**Exercise objective**: The entries below are to be repeated exactly as they stand.

**The records**:
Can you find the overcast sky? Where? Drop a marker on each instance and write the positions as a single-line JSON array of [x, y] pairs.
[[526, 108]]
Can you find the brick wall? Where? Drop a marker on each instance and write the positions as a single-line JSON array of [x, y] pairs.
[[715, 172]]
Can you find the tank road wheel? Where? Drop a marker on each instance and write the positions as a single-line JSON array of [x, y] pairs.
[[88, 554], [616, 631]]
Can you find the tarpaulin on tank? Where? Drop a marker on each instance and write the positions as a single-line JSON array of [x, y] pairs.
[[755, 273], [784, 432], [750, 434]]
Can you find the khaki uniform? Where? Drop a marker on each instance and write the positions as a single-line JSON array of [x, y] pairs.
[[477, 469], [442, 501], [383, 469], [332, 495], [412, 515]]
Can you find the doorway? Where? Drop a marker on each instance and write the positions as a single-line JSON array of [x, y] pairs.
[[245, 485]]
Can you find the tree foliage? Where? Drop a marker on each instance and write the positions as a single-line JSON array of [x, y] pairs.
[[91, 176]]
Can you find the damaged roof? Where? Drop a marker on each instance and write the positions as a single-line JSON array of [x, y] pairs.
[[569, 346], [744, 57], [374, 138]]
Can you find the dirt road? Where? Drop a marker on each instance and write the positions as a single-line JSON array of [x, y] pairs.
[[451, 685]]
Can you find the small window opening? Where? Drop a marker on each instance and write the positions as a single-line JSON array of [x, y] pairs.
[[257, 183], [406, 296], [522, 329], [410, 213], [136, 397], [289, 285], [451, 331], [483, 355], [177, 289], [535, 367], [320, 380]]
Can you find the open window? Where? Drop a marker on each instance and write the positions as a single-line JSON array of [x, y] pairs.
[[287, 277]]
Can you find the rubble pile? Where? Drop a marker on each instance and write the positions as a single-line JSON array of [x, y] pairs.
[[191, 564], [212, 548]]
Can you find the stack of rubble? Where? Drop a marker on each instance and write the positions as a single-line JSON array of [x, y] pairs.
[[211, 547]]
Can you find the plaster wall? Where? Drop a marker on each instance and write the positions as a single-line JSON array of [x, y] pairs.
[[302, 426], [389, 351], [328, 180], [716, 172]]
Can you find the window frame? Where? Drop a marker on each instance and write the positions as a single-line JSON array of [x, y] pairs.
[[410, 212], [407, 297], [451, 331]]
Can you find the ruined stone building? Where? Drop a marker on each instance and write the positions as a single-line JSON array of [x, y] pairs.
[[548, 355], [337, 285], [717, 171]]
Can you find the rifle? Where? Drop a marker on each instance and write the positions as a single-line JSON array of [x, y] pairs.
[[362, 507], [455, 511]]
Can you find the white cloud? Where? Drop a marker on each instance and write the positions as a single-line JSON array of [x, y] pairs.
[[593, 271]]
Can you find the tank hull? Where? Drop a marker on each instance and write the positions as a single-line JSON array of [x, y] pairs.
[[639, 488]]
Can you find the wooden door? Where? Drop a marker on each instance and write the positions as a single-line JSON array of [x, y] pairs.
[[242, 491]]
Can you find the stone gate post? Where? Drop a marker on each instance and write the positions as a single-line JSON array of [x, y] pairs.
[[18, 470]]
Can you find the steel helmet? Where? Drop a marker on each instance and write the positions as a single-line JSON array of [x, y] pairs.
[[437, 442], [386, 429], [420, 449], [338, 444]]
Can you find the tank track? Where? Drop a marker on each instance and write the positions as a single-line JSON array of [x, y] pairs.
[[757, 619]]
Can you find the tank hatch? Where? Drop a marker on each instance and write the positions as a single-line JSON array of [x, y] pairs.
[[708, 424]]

**Solution for this task**:
Can you find the overcast sky? Where? Drop a marker on each instance and write the positions as a single-line JSON array of [x, y] pairs.
[[526, 108]]
Can you find the brick wall? Where? Drop a marker on each instance and write the positions as a single-line JSON array of [x, y] pairs.
[[715, 172]]
Can you find the tank road wheel? Where? Drop a marker on each instance and write the positions as a single-line JSON array of [x, y] pairs.
[[88, 554], [616, 631]]
Can you find the tarpaulin on tank? Where? Drop a marker on each instance and write the positions as a single-line JSON array of [x, y] pairs.
[[755, 273], [784, 432], [750, 434]]
Can you find the khaki uniform? Where? Drop a marker on each instance and write the positions as a single-line JSON array of [x, y] pairs.
[[477, 469], [442, 501], [383, 469], [332, 495], [412, 515]]
Can you find the doorway? Where? Drop a marker on each instance and write the positions as a single-line JSON array of [x, y] pairs.
[[245, 485]]
Can you find the tree foliage? Where? Drop a marker on each instance and write the positions as a single-line JSON array of [x, y] pairs.
[[91, 176]]
Can you find the damaged roof? Where? Drop a marker on each instance and write the positions as a single-line JSON array of [x, y] pairs.
[[569, 346], [744, 57], [374, 138]]
Can you find the dirt road? Where? Drop a marker on each instance and write the positions as a single-line JSON array of [x, y] pairs.
[[451, 685]]
Can you find the small window opening? Where? Drop a marker on each instance and write the positions as a single-line JSON array of [x, y] pairs.
[[257, 183], [406, 296], [522, 329], [410, 213], [136, 397], [289, 285], [451, 331], [483, 355], [177, 289], [535, 367], [320, 380]]
Can you find the open window? Where? Drop a marker on each instance and write the positions as a single-line JSON array of [x, y] pairs.
[[287, 277]]
Can you find the rubble pile? Where? Drop a marker on each instance and write the positions as a single-line JSON array of [x, y] pairs.
[[191, 564], [212, 548]]
Can you find the stack of rubble? Where? Drop a marker on each instance and write the positions as a single-line JSON array of [x, y] pairs.
[[211, 547]]
Can you find the plaster wall? Where? Drop a marker on each instance and write the positions as a single-line JSON array of [x, y] pairs.
[[302, 426], [389, 351], [328, 180], [716, 172]]
Can you find the window frame? Where? Drop a marker on each instance and write the positions as a single-line JSON array of [x, y] pairs.
[[410, 212], [407, 297], [451, 331]]
Can you find the ruined stone building? Where? Drop a marker on each instance and write the positions as a single-line JSON array of [x, y] pairs.
[[548, 355], [337, 285], [717, 171]]
Can you find the rifle? Where? Drop a marker on each instance and write the positions as a single-line JSON array of [x, y] pairs.
[[362, 507], [455, 511]]
Can you find the white cloud? Where? Drop a marker on each instance and write the positions as a single-line JSON array of [x, y] pairs.
[[593, 271]]
Can you find the tank hull? Where? Drop a marker on each instance and write the positions as a single-line JSON array of [x, y] pairs.
[[639, 488]]
Can you find the wooden door? Where? Drop a marker on each instance and write the positions as a single-line JSON array of [x, y] pairs.
[[242, 491]]
Can you find the stone gate post? Where? Drop a marker on each instance and write the positions as a single-line JSON array of [x, y] pairs.
[[18, 470]]
Can you find the steel helmet? Where? Drop a marker on each instance and write the positions as a single-line JSON array of [x, y] pairs.
[[437, 442], [386, 429], [420, 449], [338, 444]]
Can you find the tank track? Where? Drop a marker on each instance and write the positions as a single-line JSON array of [x, y] pairs.
[[757, 619]]
Can you find the tank hatch? Where? Drop a marker on each instance and write the positions as a single-line JSON array of [x, y] pairs.
[[708, 424]]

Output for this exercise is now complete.